* Written request *
Arrange every line of the entries below as a numbered list, omitting any blank lines.

┌─ Dataset entries

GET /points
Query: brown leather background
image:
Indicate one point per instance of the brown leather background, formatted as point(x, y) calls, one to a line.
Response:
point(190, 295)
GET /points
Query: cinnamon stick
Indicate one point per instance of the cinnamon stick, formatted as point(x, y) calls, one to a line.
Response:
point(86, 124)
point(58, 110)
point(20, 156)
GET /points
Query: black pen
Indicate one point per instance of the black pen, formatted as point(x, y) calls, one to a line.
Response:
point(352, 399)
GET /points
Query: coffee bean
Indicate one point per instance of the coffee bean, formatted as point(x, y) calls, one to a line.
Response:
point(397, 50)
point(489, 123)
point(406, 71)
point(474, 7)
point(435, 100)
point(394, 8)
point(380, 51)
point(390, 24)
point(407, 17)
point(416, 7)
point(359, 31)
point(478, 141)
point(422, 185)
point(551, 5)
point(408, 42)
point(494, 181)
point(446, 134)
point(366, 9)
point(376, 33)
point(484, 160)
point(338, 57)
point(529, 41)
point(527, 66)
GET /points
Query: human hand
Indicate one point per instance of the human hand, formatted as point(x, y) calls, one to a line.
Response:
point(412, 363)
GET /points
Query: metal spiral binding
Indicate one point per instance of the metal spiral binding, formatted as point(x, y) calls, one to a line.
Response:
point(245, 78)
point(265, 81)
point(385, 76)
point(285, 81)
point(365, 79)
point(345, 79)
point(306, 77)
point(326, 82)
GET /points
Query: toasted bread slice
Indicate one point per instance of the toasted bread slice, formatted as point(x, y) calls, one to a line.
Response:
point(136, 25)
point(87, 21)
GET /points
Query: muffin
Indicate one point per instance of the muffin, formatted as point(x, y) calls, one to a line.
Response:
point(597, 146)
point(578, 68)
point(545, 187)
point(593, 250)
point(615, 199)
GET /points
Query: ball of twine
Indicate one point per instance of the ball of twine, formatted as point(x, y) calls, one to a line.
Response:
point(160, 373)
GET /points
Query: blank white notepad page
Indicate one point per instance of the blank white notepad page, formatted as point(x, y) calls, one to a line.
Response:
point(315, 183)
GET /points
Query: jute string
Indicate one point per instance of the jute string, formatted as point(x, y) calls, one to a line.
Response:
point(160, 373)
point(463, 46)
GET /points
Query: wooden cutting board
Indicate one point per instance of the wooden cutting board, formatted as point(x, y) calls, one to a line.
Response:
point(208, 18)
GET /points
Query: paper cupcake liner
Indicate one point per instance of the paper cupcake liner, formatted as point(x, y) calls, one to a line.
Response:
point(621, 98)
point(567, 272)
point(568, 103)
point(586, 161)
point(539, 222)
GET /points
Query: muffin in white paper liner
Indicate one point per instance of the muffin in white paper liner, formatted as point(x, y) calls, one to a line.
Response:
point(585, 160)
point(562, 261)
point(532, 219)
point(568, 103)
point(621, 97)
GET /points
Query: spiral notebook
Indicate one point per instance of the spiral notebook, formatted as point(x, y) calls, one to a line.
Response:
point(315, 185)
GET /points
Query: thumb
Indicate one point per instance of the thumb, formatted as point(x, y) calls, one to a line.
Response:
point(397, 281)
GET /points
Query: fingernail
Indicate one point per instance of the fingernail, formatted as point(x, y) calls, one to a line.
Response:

└─

* Result *
1. GET /points
2. Query: brown leather background
3. image:
4. Indicate one point per instance of the brown leather background, formatted as point(x, y) calls, one to a line.
5. Response:
6. point(190, 295)
7. GET /points
8. Query: cinnamon stick
9. Indicate one point per instance of the cinnamon stick, formatted as point(x, y) calls, one to a line.
10. Response:
11. point(86, 124)
12. point(58, 110)
13. point(20, 156)
14. GET /points
15. Query: black pen
16. Indicate one point per instance of the black pen, formatted as point(x, y) calls, one to a line.
17. Response:
18. point(352, 399)
19. GET /points
20. Query: coffee bean
21. Indicate one point per instance of the coffee bean, formatted as point(x, y) calls, one to a line.
22. Response:
23. point(397, 50)
24. point(489, 123)
25. point(406, 71)
26. point(474, 7)
27. point(435, 100)
28. point(394, 8)
29. point(380, 51)
30. point(390, 24)
31. point(407, 17)
32. point(416, 7)
33. point(359, 31)
34. point(478, 141)
35. point(422, 185)
36. point(551, 5)
37. point(408, 42)
38. point(494, 181)
39. point(446, 134)
40. point(366, 9)
41. point(376, 33)
42. point(484, 160)
43. point(338, 57)
44. point(529, 41)
45. point(527, 66)
46. GET /points
47. Query: human hand
48. Indicate one point per instance of the human hand, formatted as point(x, y) calls, one to a line.
49. Response:
50. point(412, 363)
51. GET /points
52. Query: metal spiral binding
53. Indicate one point per instance of the metal spiral binding, formatted as point(x, y) calls, one to a line.
54. Response:
55. point(245, 78)
56. point(265, 81)
57. point(385, 76)
58. point(285, 81)
59. point(365, 79)
60. point(345, 79)
61. point(306, 77)
62. point(326, 82)
63. GET /points
64. Query: toasted bread slice
65. Indicate one point per instance of the toasted bread slice, formatted as point(x, y) calls, one to a line.
66. Response:
67. point(136, 25)
68. point(87, 21)
69. GET /points
70. Query: muffin
71. Indicate one point per instance of the muffin, formatted as point(x, y) calls, one to a line.
72. Response:
73. point(597, 146)
74. point(578, 68)
75. point(545, 187)
76. point(593, 250)
77. point(615, 199)
78. GET /points
79. Query: ball of twine
80. Indicate one point per instance of the ball of twine, formatted as point(x, y) calls, one to a line.
81. Response:
82. point(160, 373)
83. GET /points
84. Query: blank white notepad page
85. Indicate one point per instance of the blank white notepad page, formatted as point(x, y) calls, one to a line.
86. Response:
87. point(315, 183)
88. GET /points
89. Query: jute string
90. Indicate one point per instance of the jute string, formatted as point(x, y) calls, one to a line.
91. Response:
92. point(160, 373)
93. point(463, 46)
94. GET /points
95. Query: wooden cutting board
96. Indicate one point per instance of the wooden cutting board, formatted as point(x, y) calls, one to a line.
97. Response:
98. point(208, 18)
99. GET /points
100. Query: paper cupcake liner
101. Indicate one point per instance of the paper cupcake liner, formatted as point(x, y) calls, one to a line.
102. Response:
103. point(621, 98)
104. point(567, 272)
105. point(568, 103)
106. point(586, 161)
107. point(539, 222)
108. GET /points
109. Query: muffin in white paper liner
110. Indicate one point per instance of the muffin in white paper liner, formatted as point(x, y) calls, one to a line.
111. Response:
112. point(585, 160)
113. point(562, 261)
114. point(532, 219)
115. point(568, 103)
116. point(621, 97)
117. GET /points
118. Query: spiral notebook
119. Indicate one point per instance of the spiral notebook, formatted as point(x, y) calls, one to a line.
120. Response:
121. point(315, 185)
122. GET /points
123. Query: thumb
124. Indicate one point per instance of the thumb, formatted as point(x, y) calls, one to a line.
125. Response:
126. point(397, 281)
127. GET /points
128. Query: fingernail
129. Indicate one point per instance of the fingernail, formatted as point(x, y) calls, one to a line.
130. Response:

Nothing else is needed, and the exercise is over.